#### [Stated goal]
Rewrite the items from the line with "of the green" up to and including the line with "x=66, y=182", requests included. Offset every coordinate in the answers by 121, and leave the sample coordinates in the requests unchanged.

#### [Input rows]
Begin

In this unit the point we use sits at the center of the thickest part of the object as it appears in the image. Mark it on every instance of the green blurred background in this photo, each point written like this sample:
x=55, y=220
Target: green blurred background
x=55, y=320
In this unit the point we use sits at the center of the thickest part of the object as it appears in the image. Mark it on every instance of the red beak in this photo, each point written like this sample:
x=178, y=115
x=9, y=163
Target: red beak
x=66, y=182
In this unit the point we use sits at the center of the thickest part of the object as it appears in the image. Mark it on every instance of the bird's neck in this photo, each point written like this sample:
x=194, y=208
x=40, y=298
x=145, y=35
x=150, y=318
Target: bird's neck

End
Begin

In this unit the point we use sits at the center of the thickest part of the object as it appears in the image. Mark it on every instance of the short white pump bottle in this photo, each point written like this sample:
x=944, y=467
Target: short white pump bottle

End
Begin

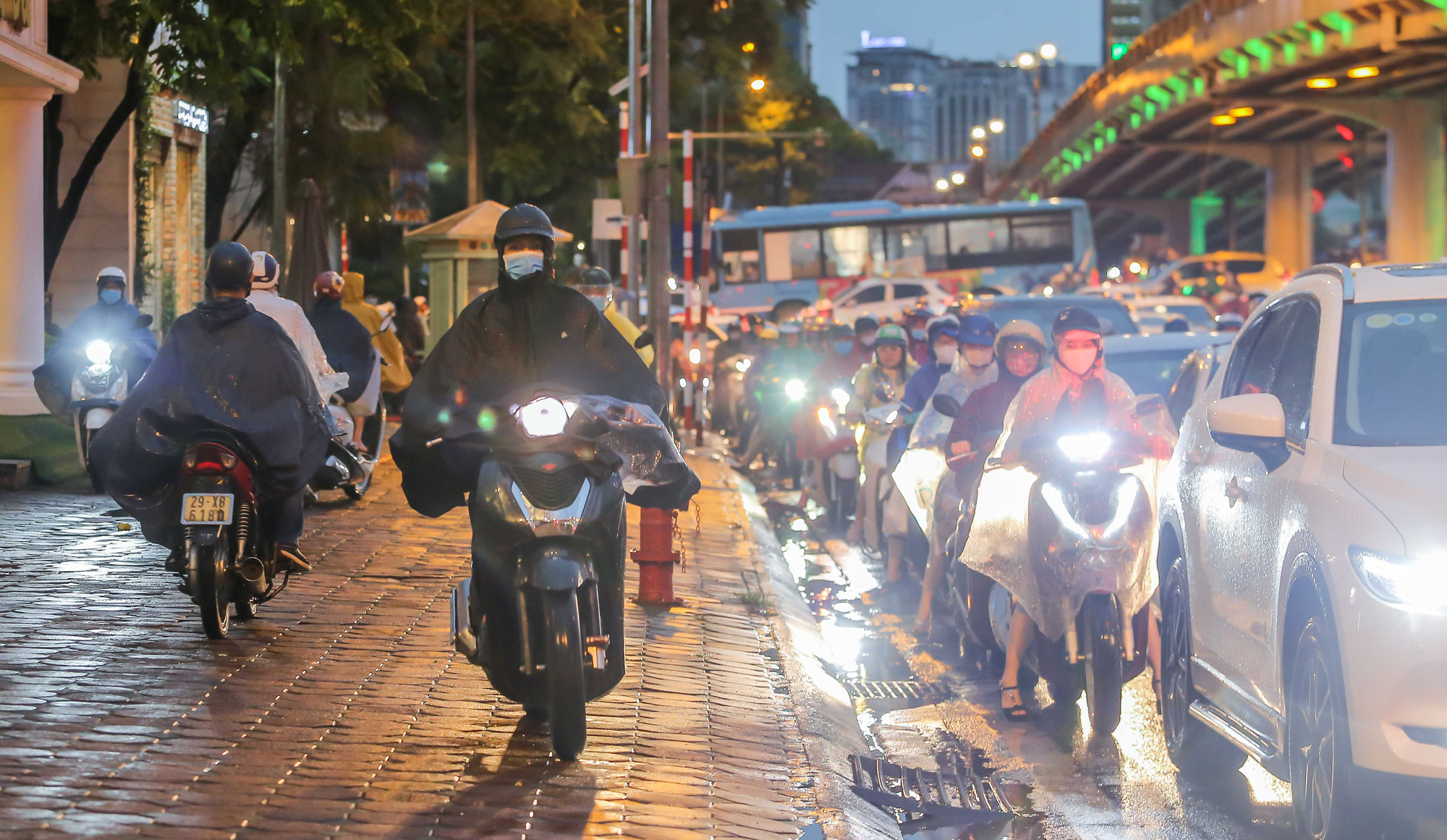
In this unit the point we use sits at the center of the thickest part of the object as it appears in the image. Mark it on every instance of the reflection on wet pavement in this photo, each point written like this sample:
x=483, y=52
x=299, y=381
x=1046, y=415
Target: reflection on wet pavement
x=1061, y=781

End

#### [Result below]
In this unit the point we use sits at the center of the thickest part of the object as it appears in the image. Mark it on every instance of the green blurred background in this photo, each point written like this sample:
x=55, y=220
Target: green blurred background
x=176, y=441
In this unit the point we use sits at the center of the thickest part of the object as it appears in the image. Mark it on every instance of the red beak in this photo, each point written like this sample:
x=178, y=115
x=9, y=163
Target: red beak
x=187, y=303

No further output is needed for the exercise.